#### [Extracted entries]

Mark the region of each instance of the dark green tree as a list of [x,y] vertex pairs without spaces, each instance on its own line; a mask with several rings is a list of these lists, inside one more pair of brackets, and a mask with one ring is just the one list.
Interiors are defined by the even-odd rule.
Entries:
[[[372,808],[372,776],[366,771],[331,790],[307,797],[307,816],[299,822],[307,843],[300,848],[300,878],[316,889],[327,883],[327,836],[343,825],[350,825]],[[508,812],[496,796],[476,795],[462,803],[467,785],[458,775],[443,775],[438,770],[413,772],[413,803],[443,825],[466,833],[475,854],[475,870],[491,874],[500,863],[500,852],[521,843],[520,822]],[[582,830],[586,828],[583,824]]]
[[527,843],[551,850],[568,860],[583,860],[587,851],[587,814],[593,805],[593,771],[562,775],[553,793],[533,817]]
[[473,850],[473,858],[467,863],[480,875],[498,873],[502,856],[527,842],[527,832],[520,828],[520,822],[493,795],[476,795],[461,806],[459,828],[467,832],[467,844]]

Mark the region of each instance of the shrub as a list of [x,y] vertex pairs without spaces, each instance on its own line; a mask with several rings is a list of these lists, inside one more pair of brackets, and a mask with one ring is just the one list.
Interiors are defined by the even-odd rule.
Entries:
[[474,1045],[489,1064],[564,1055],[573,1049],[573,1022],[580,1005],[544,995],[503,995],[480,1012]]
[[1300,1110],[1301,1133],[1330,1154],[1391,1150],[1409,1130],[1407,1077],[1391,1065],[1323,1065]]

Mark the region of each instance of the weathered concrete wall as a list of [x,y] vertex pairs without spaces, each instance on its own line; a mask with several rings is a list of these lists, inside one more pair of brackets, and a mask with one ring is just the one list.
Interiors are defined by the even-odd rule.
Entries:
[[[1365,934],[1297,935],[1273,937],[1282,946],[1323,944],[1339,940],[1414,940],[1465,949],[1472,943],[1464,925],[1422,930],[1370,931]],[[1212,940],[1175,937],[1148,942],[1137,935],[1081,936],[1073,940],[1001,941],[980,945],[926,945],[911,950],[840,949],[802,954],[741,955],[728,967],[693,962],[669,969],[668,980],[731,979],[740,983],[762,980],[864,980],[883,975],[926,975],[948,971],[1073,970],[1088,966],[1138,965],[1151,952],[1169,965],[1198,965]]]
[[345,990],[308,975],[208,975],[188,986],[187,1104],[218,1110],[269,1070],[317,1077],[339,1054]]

#### [Your instructions]
With nothing added or dropped, retype the listing above.

#### [Written answer]
Mark the region of each instance of the dark green tree as a list of [x,y] vertex pairs without spaces, each instance on its own line; a mask with several rings is a list of these lists, inside one more pair of brackets, and a mask with one ring is just the one list.
Interiors are defined by the even-odd rule.
Entries:
[[[372,808],[372,776],[366,771],[331,790],[307,797],[307,816],[299,822],[307,843],[300,848],[300,878],[316,889],[327,883],[327,836],[343,825],[350,825]],[[508,812],[496,796],[476,795],[462,803],[467,785],[458,775],[443,775],[438,770],[413,772],[413,803],[443,825],[466,833],[475,854],[475,870],[491,874],[500,863],[500,852],[521,843],[520,822]],[[582,830],[586,828],[583,824]]]
[[527,843],[551,850],[568,860],[583,860],[587,851],[587,814],[593,805],[593,771],[562,775],[553,793],[533,817]]
[[473,850],[473,858],[467,863],[480,875],[498,873],[502,856],[527,842],[527,832],[520,828],[520,822],[493,795],[476,795],[461,806],[459,828],[467,832],[467,844]]

Mark the region of each instance of the shrub as a list of [x,y] vertex pairs without spaces, each instance on its own line; a mask with several rings is a list of these lists, inside one more pair of brackets, and a mask with one ring is just the one list.
Interiors are defined by the even-odd rule.
Entries:
[[474,1045],[489,1064],[564,1055],[573,1049],[573,1022],[580,1005],[544,995],[503,995],[480,1012]]
[[1300,1110],[1301,1133],[1330,1154],[1391,1150],[1409,1130],[1407,1077],[1391,1065],[1323,1065]]

Mark the region of each instance of the weathered concrete wall as a list of [x,y] vertex pairs without spaces, each instance on its own line; a mask with several rings is a list of these lists, inside one more pair of brackets, and a mask with one ring is just the one list.
Interiors are defined by the even-odd rule.
Entries:
[[[1365,934],[1297,935],[1273,937],[1282,946],[1323,944],[1339,940],[1414,940],[1465,949],[1472,943],[1464,925],[1422,930],[1370,931]],[[1212,940],[1175,937],[1148,942],[1137,935],[1081,936],[1073,940],[1001,941],[980,945],[926,945],[911,950],[840,949],[802,954],[741,955],[728,967],[693,962],[669,969],[668,980],[731,979],[740,983],[762,980],[864,980],[883,975],[926,975],[948,971],[1073,970],[1088,966],[1138,965],[1151,952],[1169,965],[1198,965]]]
[[345,990],[308,975],[208,975],[188,986],[187,1104],[218,1110],[269,1070],[317,1077],[339,1054]]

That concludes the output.